Stored records:
>> START

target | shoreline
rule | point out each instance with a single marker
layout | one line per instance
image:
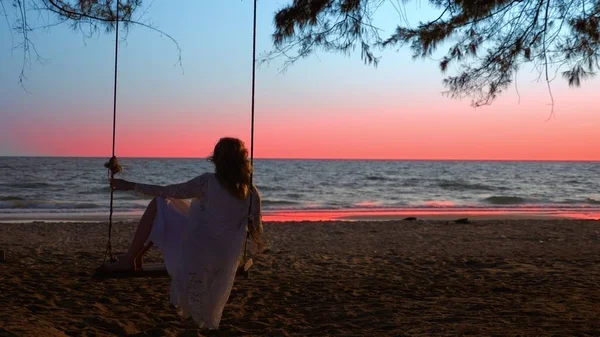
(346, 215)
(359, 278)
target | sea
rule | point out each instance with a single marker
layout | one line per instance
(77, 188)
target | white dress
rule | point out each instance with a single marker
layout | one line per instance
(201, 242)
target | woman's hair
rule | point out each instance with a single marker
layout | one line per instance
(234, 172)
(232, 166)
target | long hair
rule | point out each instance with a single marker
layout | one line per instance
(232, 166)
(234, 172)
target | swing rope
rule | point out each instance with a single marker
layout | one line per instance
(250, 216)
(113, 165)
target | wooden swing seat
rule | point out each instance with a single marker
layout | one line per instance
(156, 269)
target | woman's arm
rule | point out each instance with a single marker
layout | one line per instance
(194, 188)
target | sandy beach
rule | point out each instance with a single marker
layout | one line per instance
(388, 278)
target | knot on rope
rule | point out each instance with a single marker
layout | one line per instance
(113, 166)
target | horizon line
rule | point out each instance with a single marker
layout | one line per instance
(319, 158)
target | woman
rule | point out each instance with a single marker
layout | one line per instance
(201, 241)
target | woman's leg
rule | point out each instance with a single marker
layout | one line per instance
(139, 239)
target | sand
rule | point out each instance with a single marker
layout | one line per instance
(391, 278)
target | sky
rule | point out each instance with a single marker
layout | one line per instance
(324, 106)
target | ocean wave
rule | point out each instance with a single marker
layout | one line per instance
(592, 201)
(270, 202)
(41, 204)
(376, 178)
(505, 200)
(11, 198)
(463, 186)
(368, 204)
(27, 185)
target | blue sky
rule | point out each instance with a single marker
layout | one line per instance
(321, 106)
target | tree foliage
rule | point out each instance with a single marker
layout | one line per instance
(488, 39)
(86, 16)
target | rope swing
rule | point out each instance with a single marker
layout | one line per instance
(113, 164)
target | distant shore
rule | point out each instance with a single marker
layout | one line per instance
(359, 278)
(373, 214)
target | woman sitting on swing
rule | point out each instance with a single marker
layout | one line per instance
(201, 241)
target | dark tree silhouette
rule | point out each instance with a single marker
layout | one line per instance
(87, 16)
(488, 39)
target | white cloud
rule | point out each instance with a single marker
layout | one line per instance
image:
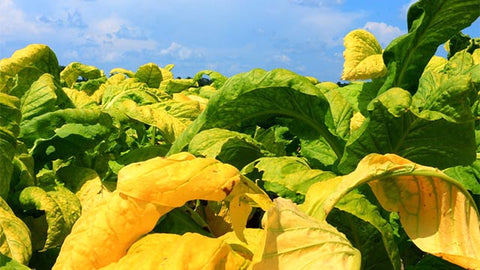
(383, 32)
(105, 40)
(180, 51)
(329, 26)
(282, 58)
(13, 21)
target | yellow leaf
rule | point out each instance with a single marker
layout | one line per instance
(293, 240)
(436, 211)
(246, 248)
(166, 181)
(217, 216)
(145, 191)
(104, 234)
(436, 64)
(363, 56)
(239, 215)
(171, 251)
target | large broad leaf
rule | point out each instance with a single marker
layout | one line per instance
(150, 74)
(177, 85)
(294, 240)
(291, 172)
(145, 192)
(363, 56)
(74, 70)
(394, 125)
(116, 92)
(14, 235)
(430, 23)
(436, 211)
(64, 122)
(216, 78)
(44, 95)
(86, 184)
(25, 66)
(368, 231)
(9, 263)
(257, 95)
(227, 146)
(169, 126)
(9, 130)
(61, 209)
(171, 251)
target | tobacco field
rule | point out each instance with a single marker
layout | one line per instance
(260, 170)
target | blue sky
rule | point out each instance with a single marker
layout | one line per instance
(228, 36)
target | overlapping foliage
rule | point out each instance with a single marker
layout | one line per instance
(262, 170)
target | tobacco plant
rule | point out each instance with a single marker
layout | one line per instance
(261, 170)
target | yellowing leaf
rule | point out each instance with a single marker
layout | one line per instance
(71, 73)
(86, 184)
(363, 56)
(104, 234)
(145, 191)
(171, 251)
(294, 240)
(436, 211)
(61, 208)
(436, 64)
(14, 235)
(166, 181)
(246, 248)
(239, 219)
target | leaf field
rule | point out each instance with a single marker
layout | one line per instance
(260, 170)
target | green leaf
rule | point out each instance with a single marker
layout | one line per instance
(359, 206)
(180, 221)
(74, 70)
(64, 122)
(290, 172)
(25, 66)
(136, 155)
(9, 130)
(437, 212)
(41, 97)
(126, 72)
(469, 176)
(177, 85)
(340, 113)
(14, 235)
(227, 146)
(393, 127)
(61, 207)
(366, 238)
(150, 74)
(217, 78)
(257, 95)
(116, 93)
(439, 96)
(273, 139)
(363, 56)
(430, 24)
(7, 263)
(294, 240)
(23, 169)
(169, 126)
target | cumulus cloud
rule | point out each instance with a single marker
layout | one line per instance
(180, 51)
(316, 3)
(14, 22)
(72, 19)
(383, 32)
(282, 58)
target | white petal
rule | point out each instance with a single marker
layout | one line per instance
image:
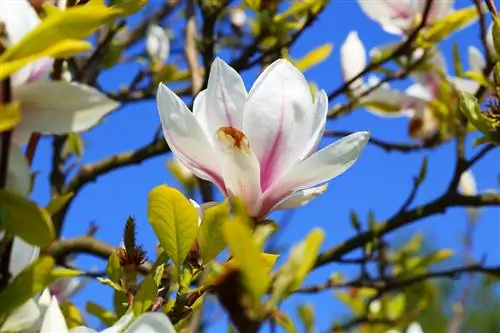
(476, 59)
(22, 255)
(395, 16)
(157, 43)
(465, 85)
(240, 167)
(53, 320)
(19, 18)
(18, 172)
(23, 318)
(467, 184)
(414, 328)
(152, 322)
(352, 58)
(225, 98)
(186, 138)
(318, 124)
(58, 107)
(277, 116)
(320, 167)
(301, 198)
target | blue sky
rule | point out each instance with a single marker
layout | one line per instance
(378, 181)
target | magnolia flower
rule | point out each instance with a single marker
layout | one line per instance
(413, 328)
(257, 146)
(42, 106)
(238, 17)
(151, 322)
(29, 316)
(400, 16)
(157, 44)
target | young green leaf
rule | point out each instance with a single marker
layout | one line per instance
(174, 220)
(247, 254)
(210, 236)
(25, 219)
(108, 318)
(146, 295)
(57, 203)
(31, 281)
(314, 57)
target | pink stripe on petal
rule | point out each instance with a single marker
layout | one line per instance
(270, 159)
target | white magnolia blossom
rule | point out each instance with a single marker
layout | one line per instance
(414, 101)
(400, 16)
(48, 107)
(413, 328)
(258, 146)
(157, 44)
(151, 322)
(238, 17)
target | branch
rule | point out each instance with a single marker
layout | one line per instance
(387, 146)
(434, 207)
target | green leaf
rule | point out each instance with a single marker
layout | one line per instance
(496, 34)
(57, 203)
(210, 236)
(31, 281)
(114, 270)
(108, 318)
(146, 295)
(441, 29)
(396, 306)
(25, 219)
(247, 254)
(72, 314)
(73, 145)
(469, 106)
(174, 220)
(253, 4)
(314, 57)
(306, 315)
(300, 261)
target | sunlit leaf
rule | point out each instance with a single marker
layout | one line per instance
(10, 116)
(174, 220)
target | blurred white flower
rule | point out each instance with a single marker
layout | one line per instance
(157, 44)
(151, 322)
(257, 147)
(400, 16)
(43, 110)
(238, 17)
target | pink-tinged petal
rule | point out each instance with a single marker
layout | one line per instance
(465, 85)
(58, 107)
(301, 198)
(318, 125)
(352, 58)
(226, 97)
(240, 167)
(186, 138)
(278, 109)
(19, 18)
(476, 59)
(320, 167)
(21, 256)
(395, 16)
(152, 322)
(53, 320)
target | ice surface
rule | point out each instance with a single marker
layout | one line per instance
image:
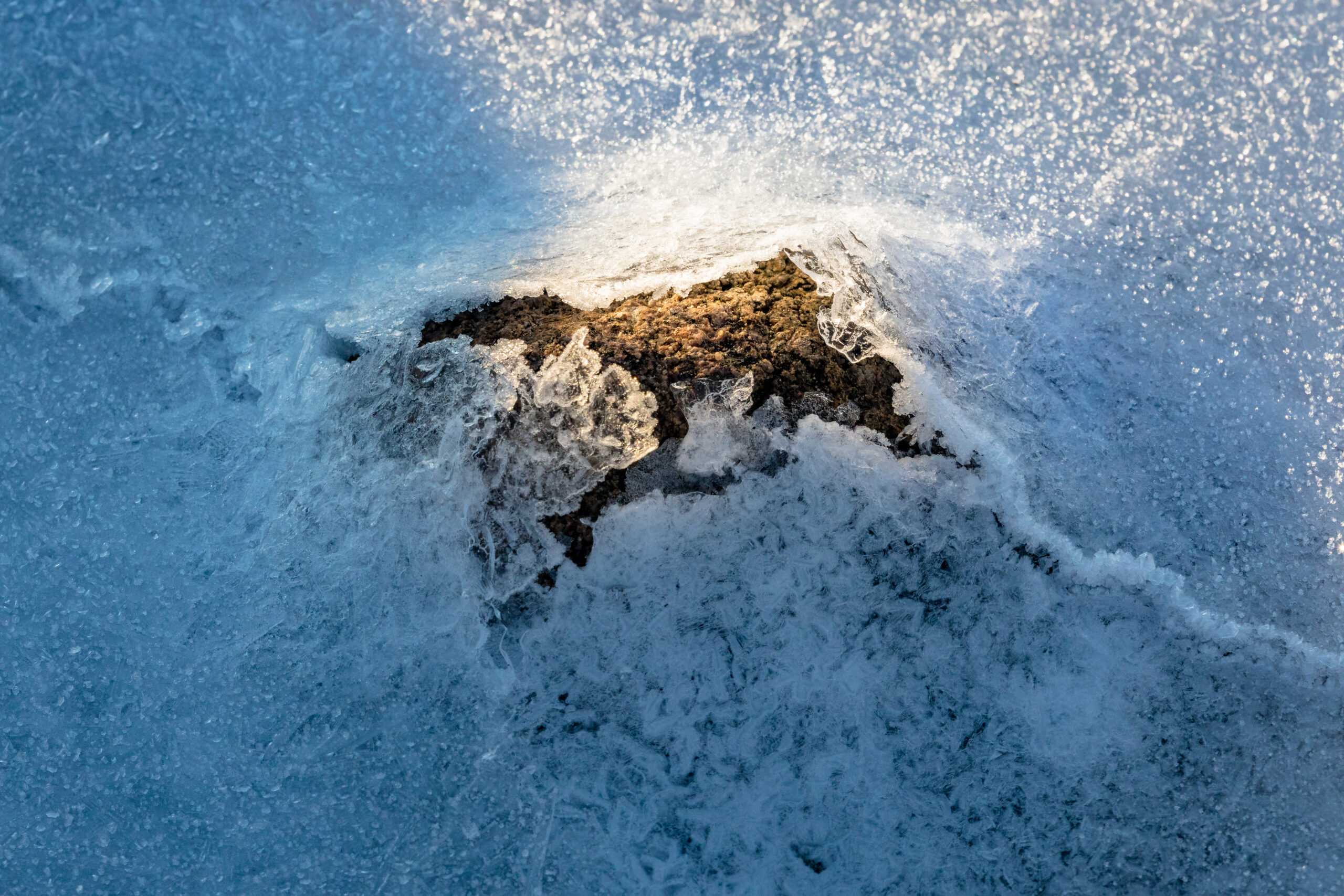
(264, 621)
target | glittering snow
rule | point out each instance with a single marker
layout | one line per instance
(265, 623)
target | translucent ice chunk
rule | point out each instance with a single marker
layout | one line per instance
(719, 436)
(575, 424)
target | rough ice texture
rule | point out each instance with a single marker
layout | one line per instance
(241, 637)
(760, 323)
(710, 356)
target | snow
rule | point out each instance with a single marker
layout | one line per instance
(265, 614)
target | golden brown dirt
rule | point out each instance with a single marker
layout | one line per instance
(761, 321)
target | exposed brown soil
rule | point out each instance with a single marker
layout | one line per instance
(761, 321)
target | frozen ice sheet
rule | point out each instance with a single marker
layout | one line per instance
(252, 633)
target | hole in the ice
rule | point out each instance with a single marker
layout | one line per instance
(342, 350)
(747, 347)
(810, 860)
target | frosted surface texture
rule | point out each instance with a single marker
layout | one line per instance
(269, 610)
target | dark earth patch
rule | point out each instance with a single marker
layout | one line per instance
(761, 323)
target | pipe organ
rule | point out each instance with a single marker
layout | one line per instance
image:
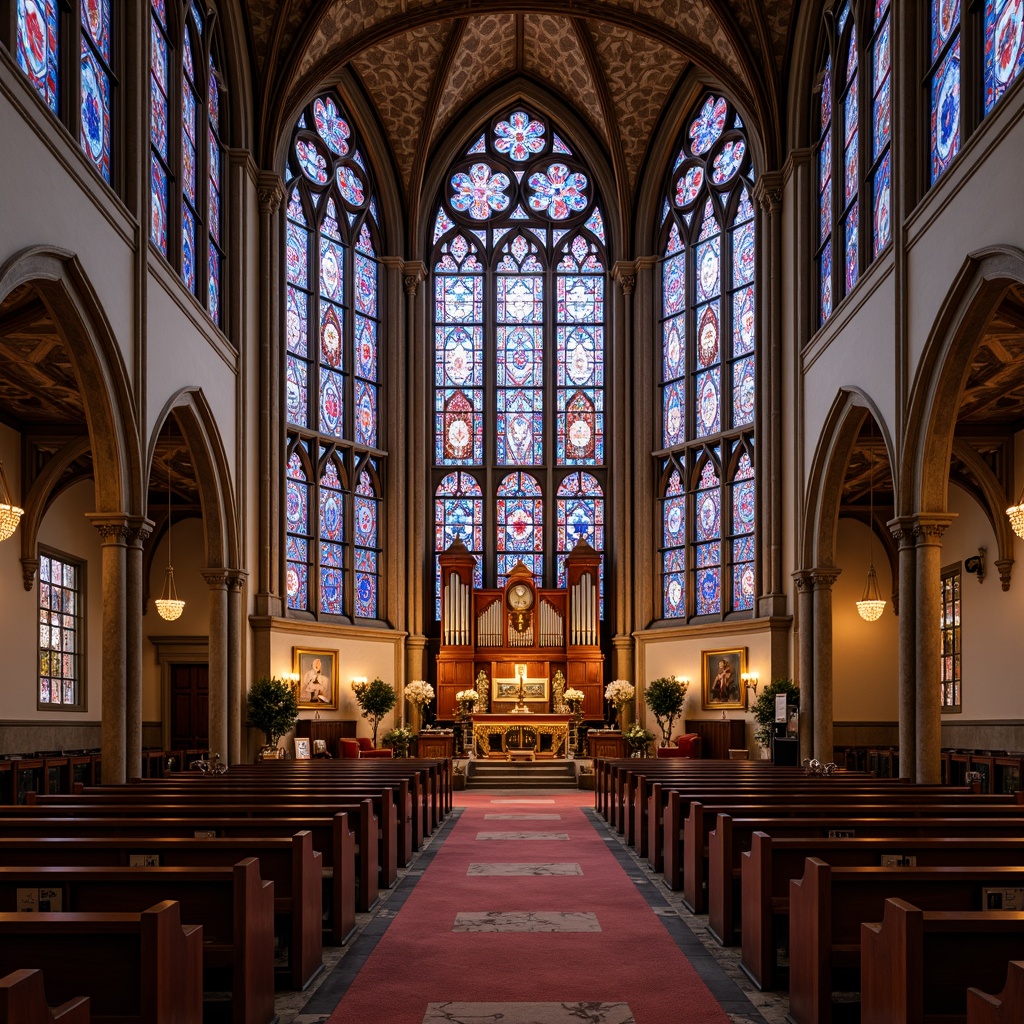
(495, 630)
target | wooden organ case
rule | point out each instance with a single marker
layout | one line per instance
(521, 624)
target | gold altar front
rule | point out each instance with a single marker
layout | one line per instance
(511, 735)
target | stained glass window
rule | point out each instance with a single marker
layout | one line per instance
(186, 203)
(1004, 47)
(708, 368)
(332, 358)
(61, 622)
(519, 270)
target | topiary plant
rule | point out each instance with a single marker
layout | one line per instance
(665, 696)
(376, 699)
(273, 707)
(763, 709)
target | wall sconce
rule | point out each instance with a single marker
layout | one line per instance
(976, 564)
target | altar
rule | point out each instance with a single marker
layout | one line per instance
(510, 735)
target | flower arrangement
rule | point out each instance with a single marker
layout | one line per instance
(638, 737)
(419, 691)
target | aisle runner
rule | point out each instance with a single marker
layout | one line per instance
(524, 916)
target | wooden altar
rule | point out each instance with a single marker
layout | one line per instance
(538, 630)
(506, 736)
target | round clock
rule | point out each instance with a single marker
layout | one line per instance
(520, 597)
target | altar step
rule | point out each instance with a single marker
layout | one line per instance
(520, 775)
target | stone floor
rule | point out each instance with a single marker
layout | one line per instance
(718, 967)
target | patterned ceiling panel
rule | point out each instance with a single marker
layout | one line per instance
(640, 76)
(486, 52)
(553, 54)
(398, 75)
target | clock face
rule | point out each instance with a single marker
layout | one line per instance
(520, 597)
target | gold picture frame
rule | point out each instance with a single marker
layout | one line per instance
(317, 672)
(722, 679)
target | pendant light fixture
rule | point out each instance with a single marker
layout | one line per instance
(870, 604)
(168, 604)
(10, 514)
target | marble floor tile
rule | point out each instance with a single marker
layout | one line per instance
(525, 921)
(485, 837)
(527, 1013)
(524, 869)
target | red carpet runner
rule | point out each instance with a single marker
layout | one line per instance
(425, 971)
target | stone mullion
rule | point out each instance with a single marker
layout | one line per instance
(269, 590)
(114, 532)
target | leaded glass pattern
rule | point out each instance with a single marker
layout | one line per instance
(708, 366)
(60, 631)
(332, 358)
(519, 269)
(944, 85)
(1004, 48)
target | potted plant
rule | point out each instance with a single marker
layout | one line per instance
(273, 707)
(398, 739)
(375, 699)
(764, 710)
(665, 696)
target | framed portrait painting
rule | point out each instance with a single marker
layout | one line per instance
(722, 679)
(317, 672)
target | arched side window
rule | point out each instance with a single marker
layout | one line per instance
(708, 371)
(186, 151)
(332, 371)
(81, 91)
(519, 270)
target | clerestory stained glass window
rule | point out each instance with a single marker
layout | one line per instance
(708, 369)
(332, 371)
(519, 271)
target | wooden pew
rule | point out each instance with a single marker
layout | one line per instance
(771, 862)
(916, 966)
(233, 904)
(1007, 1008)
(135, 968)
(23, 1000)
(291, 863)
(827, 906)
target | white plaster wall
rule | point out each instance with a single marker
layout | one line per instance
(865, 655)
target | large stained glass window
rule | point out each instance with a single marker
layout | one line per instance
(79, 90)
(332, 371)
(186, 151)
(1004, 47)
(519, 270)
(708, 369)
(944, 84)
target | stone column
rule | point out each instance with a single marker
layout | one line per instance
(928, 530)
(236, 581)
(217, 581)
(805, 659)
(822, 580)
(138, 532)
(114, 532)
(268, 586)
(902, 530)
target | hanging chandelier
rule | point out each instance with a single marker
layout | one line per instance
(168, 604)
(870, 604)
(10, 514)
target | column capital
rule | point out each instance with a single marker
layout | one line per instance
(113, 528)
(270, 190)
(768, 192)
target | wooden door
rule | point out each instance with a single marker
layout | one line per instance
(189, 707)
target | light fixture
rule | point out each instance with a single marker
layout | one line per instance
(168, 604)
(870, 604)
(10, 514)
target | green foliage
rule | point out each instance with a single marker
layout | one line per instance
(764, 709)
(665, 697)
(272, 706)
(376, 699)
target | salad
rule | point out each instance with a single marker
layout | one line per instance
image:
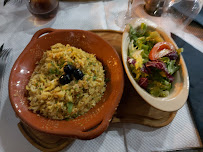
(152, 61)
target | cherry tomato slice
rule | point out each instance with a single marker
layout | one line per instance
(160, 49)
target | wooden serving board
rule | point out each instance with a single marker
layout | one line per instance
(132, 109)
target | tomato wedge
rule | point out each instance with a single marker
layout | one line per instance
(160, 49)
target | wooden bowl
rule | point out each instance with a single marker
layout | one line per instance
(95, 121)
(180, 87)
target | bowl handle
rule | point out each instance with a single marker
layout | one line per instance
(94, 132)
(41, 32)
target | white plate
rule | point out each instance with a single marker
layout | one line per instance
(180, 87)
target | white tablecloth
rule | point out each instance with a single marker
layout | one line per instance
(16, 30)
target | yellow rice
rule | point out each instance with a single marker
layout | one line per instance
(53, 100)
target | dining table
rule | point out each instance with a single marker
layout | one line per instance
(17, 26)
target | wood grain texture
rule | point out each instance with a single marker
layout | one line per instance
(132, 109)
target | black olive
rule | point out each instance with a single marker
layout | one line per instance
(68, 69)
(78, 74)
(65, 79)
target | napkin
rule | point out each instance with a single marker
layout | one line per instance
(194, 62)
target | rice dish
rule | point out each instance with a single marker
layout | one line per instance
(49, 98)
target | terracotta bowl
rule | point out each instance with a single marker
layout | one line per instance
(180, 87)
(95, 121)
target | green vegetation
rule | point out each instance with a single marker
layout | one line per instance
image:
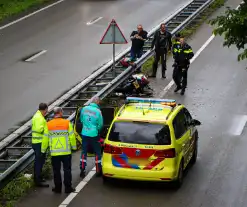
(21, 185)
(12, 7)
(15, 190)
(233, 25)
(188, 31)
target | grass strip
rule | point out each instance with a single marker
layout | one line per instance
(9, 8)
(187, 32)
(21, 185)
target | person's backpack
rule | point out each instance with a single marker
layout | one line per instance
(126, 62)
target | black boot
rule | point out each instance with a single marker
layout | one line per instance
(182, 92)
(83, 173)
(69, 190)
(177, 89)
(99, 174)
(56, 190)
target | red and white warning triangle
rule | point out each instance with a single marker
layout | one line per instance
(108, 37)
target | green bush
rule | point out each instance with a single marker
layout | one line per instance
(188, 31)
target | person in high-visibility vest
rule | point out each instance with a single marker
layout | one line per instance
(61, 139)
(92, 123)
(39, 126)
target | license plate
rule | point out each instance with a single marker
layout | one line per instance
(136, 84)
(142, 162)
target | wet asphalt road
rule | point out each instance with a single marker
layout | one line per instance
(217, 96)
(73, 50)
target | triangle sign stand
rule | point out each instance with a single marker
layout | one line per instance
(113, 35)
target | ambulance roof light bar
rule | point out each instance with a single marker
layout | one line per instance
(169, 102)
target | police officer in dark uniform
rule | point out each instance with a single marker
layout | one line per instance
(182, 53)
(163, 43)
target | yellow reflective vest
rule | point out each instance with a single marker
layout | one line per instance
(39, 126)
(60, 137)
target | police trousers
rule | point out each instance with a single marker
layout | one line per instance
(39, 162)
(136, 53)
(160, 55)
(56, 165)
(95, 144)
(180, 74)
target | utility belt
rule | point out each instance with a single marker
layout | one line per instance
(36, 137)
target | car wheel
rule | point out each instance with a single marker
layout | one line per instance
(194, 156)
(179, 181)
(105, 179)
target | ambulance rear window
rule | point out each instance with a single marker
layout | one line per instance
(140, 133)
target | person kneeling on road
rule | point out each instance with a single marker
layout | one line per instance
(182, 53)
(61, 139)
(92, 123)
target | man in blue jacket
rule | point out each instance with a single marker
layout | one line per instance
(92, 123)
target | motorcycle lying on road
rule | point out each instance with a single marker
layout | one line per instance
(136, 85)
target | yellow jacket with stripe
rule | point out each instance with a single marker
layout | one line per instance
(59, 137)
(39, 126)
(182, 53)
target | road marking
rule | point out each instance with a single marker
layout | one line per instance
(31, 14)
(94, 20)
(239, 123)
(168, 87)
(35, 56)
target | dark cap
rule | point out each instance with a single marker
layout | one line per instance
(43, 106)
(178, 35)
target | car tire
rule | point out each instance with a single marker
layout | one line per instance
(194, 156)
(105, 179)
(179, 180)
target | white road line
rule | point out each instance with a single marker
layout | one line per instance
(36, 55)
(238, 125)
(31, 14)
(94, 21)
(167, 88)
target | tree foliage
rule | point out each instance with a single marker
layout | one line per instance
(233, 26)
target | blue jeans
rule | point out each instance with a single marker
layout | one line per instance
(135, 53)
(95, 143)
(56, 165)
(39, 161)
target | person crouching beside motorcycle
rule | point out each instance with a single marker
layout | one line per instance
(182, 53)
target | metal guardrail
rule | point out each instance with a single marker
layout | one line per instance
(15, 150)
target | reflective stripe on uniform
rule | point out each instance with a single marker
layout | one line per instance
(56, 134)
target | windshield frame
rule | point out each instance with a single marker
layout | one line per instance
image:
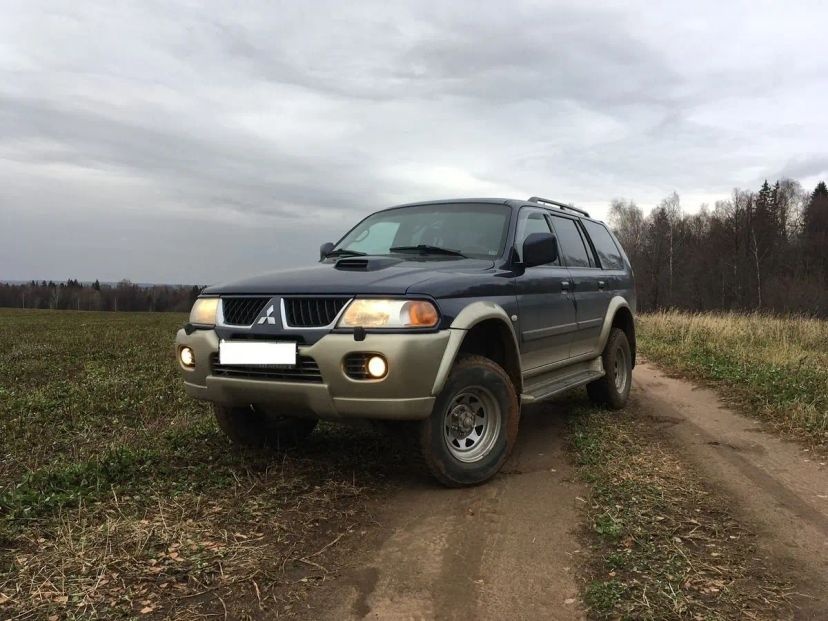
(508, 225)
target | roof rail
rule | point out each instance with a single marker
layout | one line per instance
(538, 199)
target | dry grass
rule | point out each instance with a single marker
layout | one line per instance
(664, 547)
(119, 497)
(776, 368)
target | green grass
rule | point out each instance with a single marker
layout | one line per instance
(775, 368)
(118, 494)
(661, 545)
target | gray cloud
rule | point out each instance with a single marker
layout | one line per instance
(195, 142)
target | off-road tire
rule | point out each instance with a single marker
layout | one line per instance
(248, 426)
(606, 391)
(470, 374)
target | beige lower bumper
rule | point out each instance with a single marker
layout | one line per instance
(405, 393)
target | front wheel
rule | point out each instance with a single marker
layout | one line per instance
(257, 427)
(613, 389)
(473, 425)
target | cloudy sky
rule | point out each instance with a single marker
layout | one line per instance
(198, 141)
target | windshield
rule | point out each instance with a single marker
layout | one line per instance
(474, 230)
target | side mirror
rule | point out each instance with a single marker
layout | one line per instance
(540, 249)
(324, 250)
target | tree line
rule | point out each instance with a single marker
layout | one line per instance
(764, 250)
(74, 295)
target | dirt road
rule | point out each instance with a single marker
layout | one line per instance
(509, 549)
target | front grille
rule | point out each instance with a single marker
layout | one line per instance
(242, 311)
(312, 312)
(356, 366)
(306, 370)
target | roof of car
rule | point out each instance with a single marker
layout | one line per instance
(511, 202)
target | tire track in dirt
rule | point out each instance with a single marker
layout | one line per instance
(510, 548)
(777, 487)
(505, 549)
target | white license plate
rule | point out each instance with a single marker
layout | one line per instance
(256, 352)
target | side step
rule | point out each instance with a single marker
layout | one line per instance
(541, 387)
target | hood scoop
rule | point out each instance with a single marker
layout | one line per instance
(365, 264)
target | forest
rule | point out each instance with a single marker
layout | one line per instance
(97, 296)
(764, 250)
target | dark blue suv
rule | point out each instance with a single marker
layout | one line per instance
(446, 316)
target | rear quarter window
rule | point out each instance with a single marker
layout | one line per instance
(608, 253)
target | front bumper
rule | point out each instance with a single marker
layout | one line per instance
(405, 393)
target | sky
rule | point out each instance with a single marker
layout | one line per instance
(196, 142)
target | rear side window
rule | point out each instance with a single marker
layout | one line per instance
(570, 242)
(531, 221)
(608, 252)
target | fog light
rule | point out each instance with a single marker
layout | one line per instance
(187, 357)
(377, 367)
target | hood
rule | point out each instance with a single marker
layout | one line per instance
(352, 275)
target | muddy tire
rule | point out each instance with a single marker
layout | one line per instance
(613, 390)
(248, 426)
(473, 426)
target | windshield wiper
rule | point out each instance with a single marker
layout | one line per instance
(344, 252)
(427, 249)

>> END

Work required: Only the lines from the one containing "target | rear side window" through the end of the entries above belong in the answer; repeat them exactly.

Reply to the exercise:
target | rear side window
rule | point out each instance with a single marker
layout | one line per instance
(570, 242)
(531, 221)
(608, 252)
target | fog light
rule | point out each instance with a single marker
layout | one line per instance
(187, 357)
(377, 367)
target | hood
rule | point out each instance with a single marker
layout | one line per instance
(352, 275)
target | muddy tire
rule | point out each instance with a single marker
layout | one line per instance
(613, 390)
(248, 426)
(473, 426)
target | windshield wiper
rule | point out each instance with a single marker
layout | one line per instance
(344, 252)
(427, 249)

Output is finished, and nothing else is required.